## GOAL OF THE EXERCISE
Copy out every line below without alteration.

## MATERIAL SHOWN
•••••

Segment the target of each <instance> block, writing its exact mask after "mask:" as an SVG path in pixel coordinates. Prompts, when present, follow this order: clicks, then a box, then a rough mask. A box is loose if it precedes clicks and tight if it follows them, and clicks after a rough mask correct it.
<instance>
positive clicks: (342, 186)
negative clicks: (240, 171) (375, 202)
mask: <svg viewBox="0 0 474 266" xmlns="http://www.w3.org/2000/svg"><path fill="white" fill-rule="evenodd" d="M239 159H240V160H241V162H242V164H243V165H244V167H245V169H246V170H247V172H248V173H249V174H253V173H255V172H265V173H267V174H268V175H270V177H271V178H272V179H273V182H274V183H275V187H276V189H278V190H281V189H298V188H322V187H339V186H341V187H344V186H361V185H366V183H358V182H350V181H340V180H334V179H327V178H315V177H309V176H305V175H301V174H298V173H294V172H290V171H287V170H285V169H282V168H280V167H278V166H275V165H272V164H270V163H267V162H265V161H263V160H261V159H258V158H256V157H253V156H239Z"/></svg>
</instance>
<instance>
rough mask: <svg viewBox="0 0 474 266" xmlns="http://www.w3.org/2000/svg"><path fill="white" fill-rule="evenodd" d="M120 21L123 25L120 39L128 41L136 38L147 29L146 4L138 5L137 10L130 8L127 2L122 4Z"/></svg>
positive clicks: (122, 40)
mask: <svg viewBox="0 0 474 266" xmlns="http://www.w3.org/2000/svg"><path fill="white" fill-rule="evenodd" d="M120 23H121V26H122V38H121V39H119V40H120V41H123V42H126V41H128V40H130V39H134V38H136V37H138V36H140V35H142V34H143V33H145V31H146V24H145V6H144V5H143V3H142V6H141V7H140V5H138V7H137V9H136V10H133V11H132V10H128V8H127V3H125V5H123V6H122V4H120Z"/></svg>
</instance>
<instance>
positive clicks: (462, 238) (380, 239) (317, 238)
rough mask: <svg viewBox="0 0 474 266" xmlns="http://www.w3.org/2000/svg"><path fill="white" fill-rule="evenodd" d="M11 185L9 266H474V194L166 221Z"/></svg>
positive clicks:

•••••

## FINISHED TASK
Segment the target of each <instance> block, writing its exact mask after "mask:" as an SVG path in pixel coordinates. Prompts, when present, follow this order: clicks, then a box, then a rough mask. A box is loose if it precedes clicks and tight if it follows them, and clicks after a rough mask correct it.
<instance>
positive clicks: (342, 186)
negative clicks: (240, 171) (375, 202)
mask: <svg viewBox="0 0 474 266" xmlns="http://www.w3.org/2000/svg"><path fill="white" fill-rule="evenodd" d="M239 159H240V160H241V162H242V164H243V165H244V167H245V169H246V170H247V172H248V173H249V174H253V173H255V172H265V173H267V174H268V175H270V177H271V178H272V179H273V182H274V183H275V187H276V189H278V190H281V189H298V188H322V187H339V186H341V187H344V186H361V185H366V183H358V182H350V181H340V180H334V179H327V178H315V177H309V176H305V175H301V174H298V173H294V172H290V171H287V170H285V169H282V168H280V167H278V166H275V165H272V164H270V163H267V162H265V161H263V160H261V159H258V158H256V157H253V156H239Z"/></svg>
</instance>
<instance>
rough mask: <svg viewBox="0 0 474 266" xmlns="http://www.w3.org/2000/svg"><path fill="white" fill-rule="evenodd" d="M120 21L123 25L120 39L128 41L136 38L147 29L146 4L138 5L137 10L130 8L127 2L122 4Z"/></svg>
positive clicks: (122, 40)
mask: <svg viewBox="0 0 474 266" xmlns="http://www.w3.org/2000/svg"><path fill="white" fill-rule="evenodd" d="M120 23H121V26H122V38H121V39H119V40H120V41H123V42H126V41H128V40H130V39H134V38H136V37H138V36H140V35H142V34H143V33H145V31H146V24H145V6H144V5H143V3H142V6H141V7H140V5H138V7H137V9H136V10H133V11H132V10H128V8H127V3H125V5H123V6H122V4H120Z"/></svg>
</instance>
<instance>
positive clicks: (462, 238) (380, 239) (317, 238)
rough mask: <svg viewBox="0 0 474 266" xmlns="http://www.w3.org/2000/svg"><path fill="white" fill-rule="evenodd" d="M11 185L9 266H474V194L166 221Z"/></svg>
positive clicks:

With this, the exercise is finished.